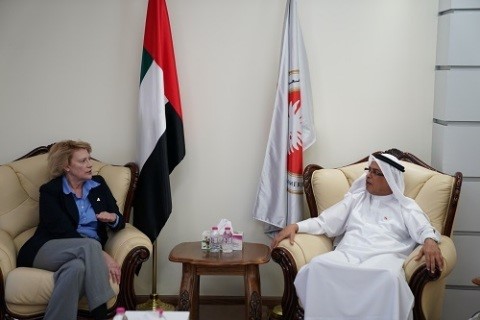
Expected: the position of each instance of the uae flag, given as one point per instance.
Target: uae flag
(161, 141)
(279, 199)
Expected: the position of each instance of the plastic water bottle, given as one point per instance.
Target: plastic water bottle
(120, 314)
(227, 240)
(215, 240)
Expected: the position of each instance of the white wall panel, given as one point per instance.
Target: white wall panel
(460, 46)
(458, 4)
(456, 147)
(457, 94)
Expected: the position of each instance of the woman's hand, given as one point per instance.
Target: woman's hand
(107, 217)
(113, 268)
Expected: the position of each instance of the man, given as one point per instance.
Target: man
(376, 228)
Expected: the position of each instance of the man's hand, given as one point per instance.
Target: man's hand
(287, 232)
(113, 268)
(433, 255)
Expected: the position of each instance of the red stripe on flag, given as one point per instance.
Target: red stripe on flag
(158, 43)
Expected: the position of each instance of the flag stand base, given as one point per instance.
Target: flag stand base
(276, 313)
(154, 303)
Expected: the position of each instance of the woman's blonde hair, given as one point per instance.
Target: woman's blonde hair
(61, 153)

+ + + +

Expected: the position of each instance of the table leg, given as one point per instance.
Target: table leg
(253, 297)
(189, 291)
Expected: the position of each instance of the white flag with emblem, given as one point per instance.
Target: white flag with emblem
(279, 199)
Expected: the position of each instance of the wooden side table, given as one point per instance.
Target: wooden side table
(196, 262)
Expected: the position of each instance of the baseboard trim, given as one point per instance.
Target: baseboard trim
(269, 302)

+ + + +

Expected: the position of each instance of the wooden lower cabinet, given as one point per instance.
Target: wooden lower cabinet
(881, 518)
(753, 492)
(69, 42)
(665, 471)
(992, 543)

+ + + +

> WORK INSTRUCTION: All lines above from the line with "Expected: the position of each instance of the uae" through the line with "Expected: the position of each instance of the plastic", both included, are to be set down exactly, with nothing else.

> COMPLETED TASK:
Expected: the position of each instance of the uae flag, given as one point per instance.
Target: uae flag
(161, 141)
(279, 199)
Expected: the position of each instance of the plastic water bottle, given as one point per instance.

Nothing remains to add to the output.